Description of the task:
Write out the stretch of the passage on early saving from "Determine your long-term" through "goals get neglected.", changing "travel the world" to "study abroad".

If you recently finished school and have landed your first serious job, you may think it’s a little early to start worrying about saving and investing your money. That couldn’t be farther from the truth. No matter how you look at it, the earlier you start saving, the more you’ll have later. Plus, figuring out how to manage your income now will make things far easier down the road when you are buying a home or planning for retirement. The cultivation of good financial habits brings life-long rewards. These initial budgeting tips will help you find your financial footing and begin investing in your future.
Cover your bases.
As you begin thinking about long-term goals, make sure you have a plan of action in place that will address your immediate situation. That should include paying off any student loans you may have. With an interest rate of 5-6% or more, it’s important to pay off student loans as soon as possible—especially since federal student loans are the most difficult type to shake. Current law makes it extremely difficult to have student loan debt discharged during bankruptcy. Of course, no one should be planning for bankruptcy, but one key to a financially secure future is to address debt before life gets even more complicated. You don’t want old debt looming over your head when you’re planning a family or looking for a home.
In addition to paying off your loan debt, it’s important to put away emergency savings. At some point in the near future, you will have unexpected expenses. When you have to pay for major car repairs or an unexpected surgery, you will thank yourself for setting the money aside and sparing yourself from debt.
Determine your long-term goals.
Even if you don’t have your whole life figured out, chances are you have a feel for your major priorities and interests. If you plan to travel the world while you are still young, your saving habits will look a lot different than if your goal is to retire early. Articulating your goals will help you determine how much to save every month. Some advise young people to set aside as much as one third of their monthly income, while others say to save at least 10%. Whatever amount you decide on, make sure to set aside money for each of your important goals (from retiring early, to owning a home, to traveling the world) on a monthly basis so none of your goals get neglected.
The benefit of saving right away is that you won’t get used to a lifestyle that you later discover is too expensive. It’s much easier to start lean and work your way up than it is to scale back on the things you used to enjoy.

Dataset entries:
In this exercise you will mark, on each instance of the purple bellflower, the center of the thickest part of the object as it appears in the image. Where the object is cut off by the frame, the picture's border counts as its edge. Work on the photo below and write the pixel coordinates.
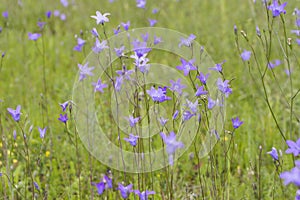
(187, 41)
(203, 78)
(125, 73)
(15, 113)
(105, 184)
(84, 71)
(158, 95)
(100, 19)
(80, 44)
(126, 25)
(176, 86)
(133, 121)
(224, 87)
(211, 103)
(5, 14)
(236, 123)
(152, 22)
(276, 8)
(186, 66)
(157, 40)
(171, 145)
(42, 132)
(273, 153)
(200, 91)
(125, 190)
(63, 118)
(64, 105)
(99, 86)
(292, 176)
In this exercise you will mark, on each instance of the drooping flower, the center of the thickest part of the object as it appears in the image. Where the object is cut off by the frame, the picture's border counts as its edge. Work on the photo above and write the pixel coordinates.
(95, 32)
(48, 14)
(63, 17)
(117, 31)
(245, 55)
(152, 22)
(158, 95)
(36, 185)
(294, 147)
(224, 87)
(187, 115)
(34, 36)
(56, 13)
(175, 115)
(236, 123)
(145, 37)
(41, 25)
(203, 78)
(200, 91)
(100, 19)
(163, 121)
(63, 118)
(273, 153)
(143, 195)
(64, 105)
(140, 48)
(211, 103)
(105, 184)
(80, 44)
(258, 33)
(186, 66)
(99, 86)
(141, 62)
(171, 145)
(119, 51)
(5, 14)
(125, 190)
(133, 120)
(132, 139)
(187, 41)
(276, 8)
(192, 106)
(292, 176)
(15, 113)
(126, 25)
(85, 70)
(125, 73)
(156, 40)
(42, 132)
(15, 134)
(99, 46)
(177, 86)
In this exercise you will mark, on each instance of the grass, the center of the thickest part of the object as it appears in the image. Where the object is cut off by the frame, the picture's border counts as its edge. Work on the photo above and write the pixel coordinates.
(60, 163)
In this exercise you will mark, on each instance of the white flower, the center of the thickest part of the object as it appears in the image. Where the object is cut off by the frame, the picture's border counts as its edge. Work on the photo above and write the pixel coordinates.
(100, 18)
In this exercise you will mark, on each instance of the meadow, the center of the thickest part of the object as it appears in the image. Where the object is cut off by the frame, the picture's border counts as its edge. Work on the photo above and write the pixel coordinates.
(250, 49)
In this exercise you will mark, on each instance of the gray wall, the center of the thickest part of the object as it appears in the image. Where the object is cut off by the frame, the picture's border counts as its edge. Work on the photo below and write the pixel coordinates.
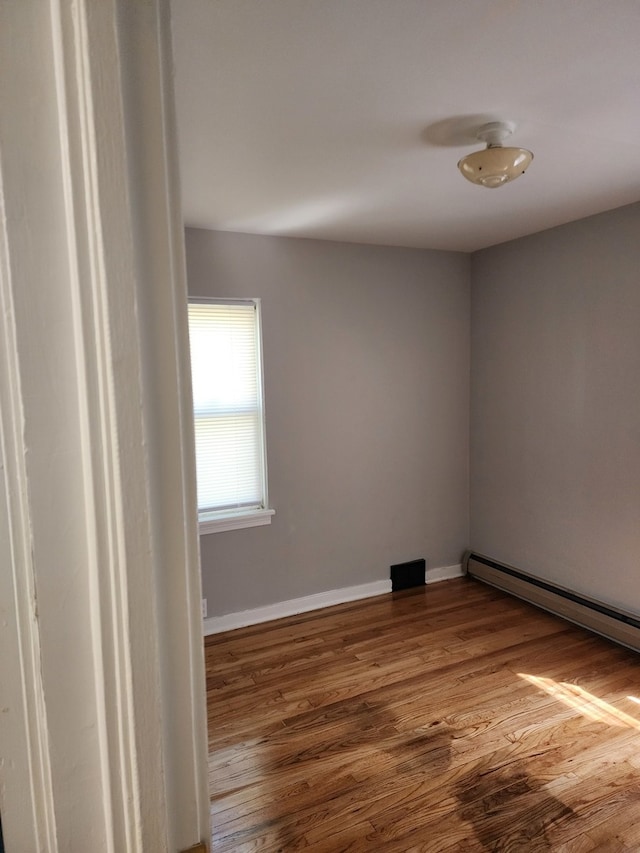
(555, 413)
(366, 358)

Response below:
Determine your long-term goals.
Even if you don’t have your whole life figured out, chances are you have a feel for your major priorities and interests. If you plan to study abroad while you are still young, your saving habits will look a lot different than if your goal is to retire early. Articulating your goals will help you determine how much to save every month. Some advise young people to set aside as much as one third of their monthly income, while others say to save at least 10%. Whatever amount you decide on, make sure to set aside money for each of your important goals (from retiring early, to owning a home, to traveling the world) on a monthly basis so none of your goals get neglected.